Vivaldi CD transport under test

You might have to wait

Older dCS units waiting to be serviced

In dCS's world, products tend to be made to order. It takes about a week from the order being received to delivery. Currently dCS makes around 15-25 products a week, around 90 percent of which are for export.

In it for the long haul

dCS's listening room complete with Wilson Alexx speakers

The service department shares space with the assembly stations, and we’re happy to find the company is committed to servicing and updating legacy products for as long as is practical. Any software updates are free.

Time for the fun bit. We move onto the company’s new listening rooms and feel a smile coming on as we find a rack of dCS source products feeding a pair of D’Agostino Momentum M400 monoblocs driving Wilson Audio’s Alexx floorstanders. The power amps are hidden behind a box positioned between the speakers. The room is a spacious, minimally furnished area.

dCS source products front the Reference system

There’s obviously a strong ethos of solid engineering combined with clear thinking about the types of product the brand should make. When we ask about expanding the product range to include stand-alone preamplifiers or power amplifiers, the answer we receive makes it clear there’s little desire to do so - at the moment, at least. Considering the sonic and physical qualities of the products we see, that's a stance we respect entirely.

Eventually, of course, it's time to return to the 'real' world and, as we leave our hosts behind, we’re left with the impression of a company relentlessly focussed on delivering state-of-the-art digital products with the help of the very best that measurement and technology can offer. Change for change's sake? Not at dCS, where the music will always come first.

[Contour labeling items]
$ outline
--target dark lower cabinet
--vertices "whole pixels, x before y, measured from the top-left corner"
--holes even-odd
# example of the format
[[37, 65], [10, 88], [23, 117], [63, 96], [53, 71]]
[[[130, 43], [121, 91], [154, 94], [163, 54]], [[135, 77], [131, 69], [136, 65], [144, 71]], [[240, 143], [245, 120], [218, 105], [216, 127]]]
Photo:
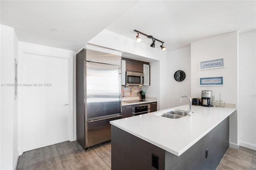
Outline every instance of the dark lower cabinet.
[[156, 112], [157, 111], [157, 102], [150, 103], [150, 112]]
[[123, 117], [122, 118], [131, 117], [132, 116], [132, 106], [122, 106], [122, 114]]
[[229, 146], [229, 117], [179, 156], [111, 125], [111, 169], [215, 170]]

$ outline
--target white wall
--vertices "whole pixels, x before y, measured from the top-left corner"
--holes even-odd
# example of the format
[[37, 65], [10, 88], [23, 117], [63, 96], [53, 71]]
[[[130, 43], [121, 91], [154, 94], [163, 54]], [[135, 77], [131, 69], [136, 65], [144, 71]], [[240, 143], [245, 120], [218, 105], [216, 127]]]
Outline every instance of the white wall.
[[[180, 103], [179, 101], [183, 95], [189, 96], [191, 99], [193, 98], [190, 90], [190, 47], [169, 51], [167, 64], [166, 72], [168, 78], [165, 83], [168, 85], [166, 89], [168, 96], [165, 105], [167, 108], [171, 108], [189, 103], [188, 99], [183, 99]], [[184, 71], [186, 76], [183, 81], [178, 82], [174, 79], [174, 75], [176, 71], [180, 70]]]
[[256, 150], [256, 32], [239, 34], [239, 145]]
[[[216, 100], [238, 104], [238, 34], [237, 32], [191, 43], [191, 96], [200, 97], [202, 90], [212, 90]], [[225, 58], [224, 68], [199, 70], [200, 61]], [[199, 86], [200, 77], [223, 76], [223, 86]], [[238, 148], [237, 112], [230, 117], [230, 146]]]
[[[1, 25], [0, 169], [14, 169], [18, 162], [18, 104], [14, 87], [15, 58], [18, 42], [13, 28]], [[17, 58], [18, 59], [18, 58]]]
[[[42, 45], [38, 44], [35, 44], [31, 43], [26, 43], [24, 42], [19, 42], [19, 60], [21, 61], [19, 63], [19, 83], [23, 83], [23, 79], [22, 77], [22, 71], [23, 69], [23, 65], [22, 65], [23, 61], [23, 52], [31, 52], [32, 53], [38, 53], [40, 54], [45, 55], [48, 56], [60, 56], [62, 57], [66, 58], [72, 58], [72, 57], [75, 56], [76, 52], [75, 51], [62, 49], [58, 48], [55, 48], [51, 47], [48, 47], [44, 45]], [[70, 69], [72, 70], [72, 71], [73, 70], [73, 59], [70, 60]], [[72, 61], [71, 61], [72, 60]], [[72, 65], [70, 65], [71, 64]], [[71, 74], [71, 73], [70, 73]], [[70, 77], [72, 79], [73, 77], [73, 72], [72, 71], [72, 75], [70, 75]], [[72, 79], [71, 80], [71, 81]], [[70, 85], [70, 86], [72, 86], [73, 84]], [[22, 87], [19, 87], [18, 95], [19, 98], [22, 99], [23, 94], [22, 93]], [[71, 86], [71, 88], [73, 89], [73, 87]], [[69, 103], [69, 109], [70, 110], [70, 111], [72, 112], [72, 114], [73, 118], [73, 136], [70, 136], [70, 140], [72, 141], [76, 140], [76, 112], [74, 112], [73, 108], [76, 107], [76, 105], [73, 106], [74, 102], [73, 101], [73, 91], [72, 91], [72, 94], [71, 94], [70, 91], [70, 99]], [[18, 138], [19, 138], [19, 154], [21, 155], [23, 152], [22, 150], [22, 101], [21, 101], [19, 103], [18, 106], [18, 126], [19, 126], [19, 133], [18, 133]], [[72, 118], [70, 118], [70, 119]]]

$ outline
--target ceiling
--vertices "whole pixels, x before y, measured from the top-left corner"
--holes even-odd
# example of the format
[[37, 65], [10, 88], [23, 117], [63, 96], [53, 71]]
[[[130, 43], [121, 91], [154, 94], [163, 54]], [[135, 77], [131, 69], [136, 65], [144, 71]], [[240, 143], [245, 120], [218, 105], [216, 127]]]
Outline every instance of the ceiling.
[[[1, 24], [19, 41], [76, 51], [104, 29], [133, 39], [136, 30], [167, 51], [256, 30], [255, 0], [0, 1]], [[53, 32], [51, 29], [58, 30]], [[151, 39], [142, 35], [142, 42]], [[156, 48], [161, 44], [156, 43]]]

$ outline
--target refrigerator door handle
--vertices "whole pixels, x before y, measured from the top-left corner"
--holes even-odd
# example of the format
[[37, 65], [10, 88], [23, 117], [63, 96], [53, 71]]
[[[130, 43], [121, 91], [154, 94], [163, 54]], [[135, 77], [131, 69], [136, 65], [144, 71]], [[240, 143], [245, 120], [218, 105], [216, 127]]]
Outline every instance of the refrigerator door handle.
[[122, 115], [118, 115], [117, 116], [112, 116], [112, 117], [105, 117], [105, 118], [100, 119], [96, 119], [96, 120], [92, 120], [91, 121], [88, 121], [88, 123], [93, 122], [96, 122], [96, 121], [102, 121], [102, 120], [114, 118], [115, 117], [120, 117], [120, 116], [122, 116]]

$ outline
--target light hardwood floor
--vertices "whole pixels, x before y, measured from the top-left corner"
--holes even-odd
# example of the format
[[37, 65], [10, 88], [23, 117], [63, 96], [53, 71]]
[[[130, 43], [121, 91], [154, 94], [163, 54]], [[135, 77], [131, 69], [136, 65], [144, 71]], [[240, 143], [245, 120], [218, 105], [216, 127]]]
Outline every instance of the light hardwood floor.
[[[84, 152], [76, 141], [66, 141], [23, 153], [17, 170], [110, 170], [111, 144]], [[256, 151], [229, 148], [217, 170], [256, 170]]]

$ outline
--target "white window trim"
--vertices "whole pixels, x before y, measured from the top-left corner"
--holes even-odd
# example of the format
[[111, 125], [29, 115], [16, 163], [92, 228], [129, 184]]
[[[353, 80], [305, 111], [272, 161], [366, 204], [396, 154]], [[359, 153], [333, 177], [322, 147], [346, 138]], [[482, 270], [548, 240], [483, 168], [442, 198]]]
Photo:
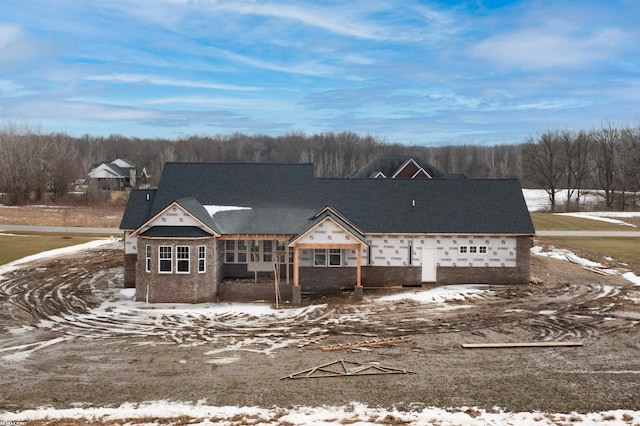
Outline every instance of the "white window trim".
[[[200, 256], [200, 249], [202, 249], [202, 256]], [[202, 268], [200, 268], [200, 262], [202, 261]], [[198, 273], [205, 274], [207, 272], [207, 246], [198, 246]]]
[[144, 269], [151, 272], [151, 245], [147, 244], [144, 248]]
[[[162, 249], [164, 248], [168, 248], [169, 249], [169, 257], [161, 257], [162, 256]], [[162, 261], [169, 261], [169, 270], [168, 271], [163, 271], [162, 268]], [[159, 274], [172, 274], [173, 273], [173, 247], [171, 246], [159, 246], [158, 247], [158, 273]]]
[[[475, 252], [471, 251], [472, 248], [475, 249]], [[484, 252], [481, 251], [482, 249], [484, 249]], [[466, 255], [466, 256], [469, 256], [469, 255], [472, 255], [472, 256], [482, 255], [482, 256], [484, 256], [488, 252], [489, 252], [489, 249], [485, 244], [482, 244], [482, 245], [469, 244], [469, 245], [464, 245], [464, 246], [458, 247], [458, 253]]]
[[[187, 257], [178, 257], [178, 252], [180, 251], [180, 249], [187, 249]], [[180, 264], [180, 262], [187, 262], [187, 270], [186, 271], [181, 271], [180, 268], [178, 268], [178, 265]], [[189, 246], [176, 246], [176, 274], [190, 274], [191, 273], [191, 247]]]

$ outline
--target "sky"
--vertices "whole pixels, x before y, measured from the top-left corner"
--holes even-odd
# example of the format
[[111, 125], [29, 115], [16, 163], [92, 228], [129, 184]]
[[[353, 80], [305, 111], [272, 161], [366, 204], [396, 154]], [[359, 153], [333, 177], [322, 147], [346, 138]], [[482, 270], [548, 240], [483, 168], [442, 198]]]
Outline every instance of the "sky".
[[640, 123], [637, 0], [2, 0], [0, 125], [521, 143]]

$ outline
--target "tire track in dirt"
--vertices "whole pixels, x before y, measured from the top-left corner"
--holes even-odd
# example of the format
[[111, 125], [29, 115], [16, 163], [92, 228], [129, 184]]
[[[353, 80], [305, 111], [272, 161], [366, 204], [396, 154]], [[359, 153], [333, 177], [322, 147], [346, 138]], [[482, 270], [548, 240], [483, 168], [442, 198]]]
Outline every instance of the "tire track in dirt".
[[624, 318], [606, 324], [620, 301], [629, 299], [628, 289], [599, 283], [493, 286], [450, 302], [446, 309], [442, 304], [405, 299], [380, 302], [368, 296], [359, 304], [336, 297], [304, 308], [265, 307], [268, 312], [259, 315], [217, 304], [170, 309], [124, 301], [119, 296], [121, 265], [119, 247], [103, 248], [42, 261], [5, 276], [0, 282], [0, 320], [12, 328], [12, 338], [0, 342], [0, 354], [17, 353], [22, 345], [34, 344], [27, 333], [17, 332], [21, 329], [46, 332], [45, 338], [48, 333], [50, 339], [206, 344], [220, 351], [270, 353], [319, 334], [386, 338], [482, 329], [509, 334], [518, 328], [534, 340], [545, 341], [594, 338], [635, 324]]

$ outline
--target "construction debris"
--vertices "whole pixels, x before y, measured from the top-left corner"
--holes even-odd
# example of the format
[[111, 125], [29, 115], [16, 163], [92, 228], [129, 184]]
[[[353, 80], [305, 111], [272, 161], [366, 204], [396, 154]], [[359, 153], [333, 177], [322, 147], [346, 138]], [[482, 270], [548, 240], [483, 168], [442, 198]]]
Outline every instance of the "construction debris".
[[582, 342], [521, 342], [521, 343], [463, 343], [465, 349], [483, 348], [548, 348], [556, 346], [584, 346]]
[[355, 342], [355, 343], [339, 343], [337, 345], [327, 345], [323, 346], [323, 351], [336, 351], [338, 349], [355, 349], [362, 348], [366, 346], [383, 346], [383, 345], [394, 345], [396, 343], [407, 343], [411, 342], [410, 337], [391, 337], [389, 339], [375, 339], [375, 340], [365, 340], [363, 342]]
[[595, 272], [596, 274], [604, 275], [605, 277], [615, 274], [615, 272], [611, 272], [611, 271], [608, 271], [606, 269], [592, 267], [592, 266], [583, 266], [582, 269], [586, 269], [587, 271]]
[[328, 335], [328, 334], [322, 334], [322, 335], [320, 335], [320, 336], [312, 337], [312, 338], [310, 338], [309, 340], [305, 340], [304, 342], [300, 342], [300, 343], [298, 343], [296, 346], [297, 346], [298, 348], [304, 348], [305, 346], [308, 346], [308, 345], [310, 345], [310, 344], [312, 344], [312, 343], [319, 342], [320, 340], [322, 340], [322, 339], [326, 339], [327, 337], [329, 337], [329, 335]]
[[317, 379], [322, 377], [345, 377], [345, 376], [372, 376], [378, 374], [415, 374], [401, 368], [386, 367], [378, 363], [360, 364], [357, 362], [339, 359], [327, 364], [319, 365], [308, 370], [298, 371], [290, 374], [284, 379]]

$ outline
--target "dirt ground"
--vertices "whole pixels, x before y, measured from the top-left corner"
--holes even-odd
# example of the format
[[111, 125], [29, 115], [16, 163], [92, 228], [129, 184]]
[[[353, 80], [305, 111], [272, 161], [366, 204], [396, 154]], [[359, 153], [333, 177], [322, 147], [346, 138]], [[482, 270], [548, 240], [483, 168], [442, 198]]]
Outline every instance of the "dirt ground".
[[[73, 214], [55, 206], [23, 209], [0, 206], [0, 223], [117, 227], [122, 214], [121, 207]], [[262, 306], [270, 313], [258, 315], [224, 306], [135, 304], [121, 293], [122, 262], [116, 242], [3, 274], [0, 412], [154, 400], [267, 408], [358, 401], [405, 410], [640, 410], [640, 286], [620, 276], [532, 256], [532, 275], [541, 283], [496, 286], [446, 306], [385, 302], [379, 298], [387, 293], [365, 291], [359, 303], [342, 293], [297, 309]], [[297, 347], [318, 336], [327, 337]], [[392, 337], [410, 341], [321, 349]], [[584, 346], [462, 348], [541, 341]], [[407, 374], [286, 378], [341, 359]]]
[[[365, 292], [269, 315], [122, 305], [122, 247], [48, 259], [0, 280], [0, 410], [170, 400], [508, 411], [640, 409], [640, 286], [533, 256], [541, 284], [446, 308]], [[415, 291], [409, 289], [406, 291]], [[323, 340], [298, 348], [310, 338]], [[395, 345], [321, 346], [406, 336]], [[582, 347], [463, 349], [580, 341]], [[339, 359], [407, 374], [283, 379]], [[638, 420], [638, 419], [635, 419]]]

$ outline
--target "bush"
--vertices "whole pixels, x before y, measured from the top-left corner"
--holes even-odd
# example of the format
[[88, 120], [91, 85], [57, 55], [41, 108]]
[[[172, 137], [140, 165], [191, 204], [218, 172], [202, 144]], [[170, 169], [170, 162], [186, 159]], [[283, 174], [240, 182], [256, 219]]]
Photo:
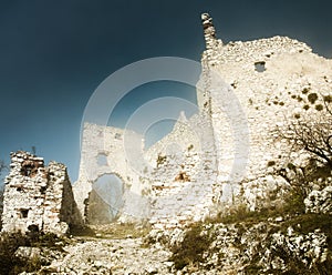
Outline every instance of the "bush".
[[211, 240], [208, 235], [203, 235], [201, 232], [203, 225], [194, 224], [186, 232], [184, 241], [172, 248], [173, 256], [170, 261], [174, 262], [176, 269], [183, 269], [187, 265], [204, 261], [203, 254], [209, 248]]

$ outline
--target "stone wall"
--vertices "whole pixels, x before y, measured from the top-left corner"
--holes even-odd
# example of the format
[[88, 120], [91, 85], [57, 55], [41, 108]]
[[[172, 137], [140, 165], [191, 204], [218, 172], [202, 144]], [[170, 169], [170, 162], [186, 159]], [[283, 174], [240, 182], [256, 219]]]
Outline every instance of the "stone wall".
[[[221, 200], [231, 200], [243, 187], [255, 208], [250, 189], [258, 195], [267, 181], [272, 186], [284, 184], [281, 177], [266, 176], [300, 157], [300, 152], [290, 155], [286, 141], [276, 139], [276, 129], [322, 115], [321, 99], [332, 93], [332, 61], [290, 38], [222, 44], [205, 37], [209, 43], [199, 86], [211, 102]], [[314, 102], [312, 94], [318, 95]]]
[[[90, 193], [95, 189], [93, 197], [103, 200], [105, 212], [116, 207], [114, 218], [123, 221], [146, 220], [148, 216], [148, 198], [146, 193], [144, 160], [142, 160], [143, 139], [139, 134], [115, 128], [85, 123], [82, 139], [81, 164], [79, 180], [73, 185], [73, 192], [83, 216], [89, 216]], [[123, 189], [118, 200], [107, 196], [105, 190], [112, 190], [112, 182], [98, 180], [105, 175], [114, 175], [122, 182]], [[98, 198], [96, 197], [100, 196]], [[116, 205], [115, 205], [116, 204]], [[114, 220], [110, 217], [110, 222]], [[104, 218], [103, 218], [104, 220]], [[87, 221], [86, 221], [87, 222]]]
[[[133, 132], [85, 124], [74, 187], [81, 213], [105, 173], [124, 183], [117, 217], [149, 218], [157, 227], [201, 220], [236, 200], [256, 210], [271, 192], [283, 194], [287, 182], [276, 170], [303, 155], [290, 153], [276, 130], [322, 115], [321, 98], [332, 91], [332, 61], [290, 38], [225, 44], [209, 14], [201, 20], [199, 113], [180, 114], [173, 131], [148, 150]], [[100, 154], [105, 165], [98, 164]]]
[[4, 183], [2, 232], [62, 235], [83, 225], [63, 164], [44, 166], [42, 157], [22, 151], [11, 153]]

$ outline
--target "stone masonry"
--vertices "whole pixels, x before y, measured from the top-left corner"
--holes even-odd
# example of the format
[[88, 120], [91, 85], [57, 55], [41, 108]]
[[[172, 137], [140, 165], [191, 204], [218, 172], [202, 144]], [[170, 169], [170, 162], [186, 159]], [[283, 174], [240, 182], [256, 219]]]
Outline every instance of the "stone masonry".
[[3, 193], [2, 232], [63, 235], [83, 225], [63, 164], [44, 166], [42, 157], [11, 153]]
[[[92, 186], [106, 173], [124, 182], [125, 203], [116, 217], [123, 221], [135, 210], [155, 227], [175, 227], [235, 201], [256, 210], [261, 198], [287, 185], [276, 169], [301, 162], [301, 152], [290, 154], [276, 129], [321, 115], [321, 99], [332, 91], [332, 61], [284, 37], [225, 44], [209, 14], [201, 20], [206, 51], [197, 83], [199, 113], [180, 114], [174, 130], [148, 150], [138, 135], [129, 143], [122, 138], [125, 130], [86, 123], [74, 186], [82, 215]], [[132, 156], [135, 144], [143, 157]], [[100, 154], [107, 163], [98, 164]]]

■ **Task list**
[1] Summarize the dCS page extract in two sentences.
[2] From the dCS page extract, quote the passage starting with "Vivaldi CD transport" and going on through "updates are free.".

■ **Expected outputs**
[1] dCS makes around 15-25 products a week, mostly for export, and services and updates legacy products for as long as is practical, with free software updates. Its listening room pairs dCS source products with D'Agostino monoblocs and Wilson Audio Alexx speakers, and the company shows little desire to make stand-alone amplifiers, staying focused on state-of-the-art digital products.

[2]
Vivaldi CD transport under test

You might have to wait

Older dCS units waiting to be serviced

In dCS's world, products tend to be made to order. It takes about a week from the order being received to delivery. Currently dCS makes around 15-25 products a week, around 90 percent of which are for export.

In it for the long haul

dCS's listening room complete with Wilson Alexx speakers

The service department shares space with the assembly stations, and we’re happy to find the company is committed to servicing and updating legacy products for as long as is practical. Any software updates are free.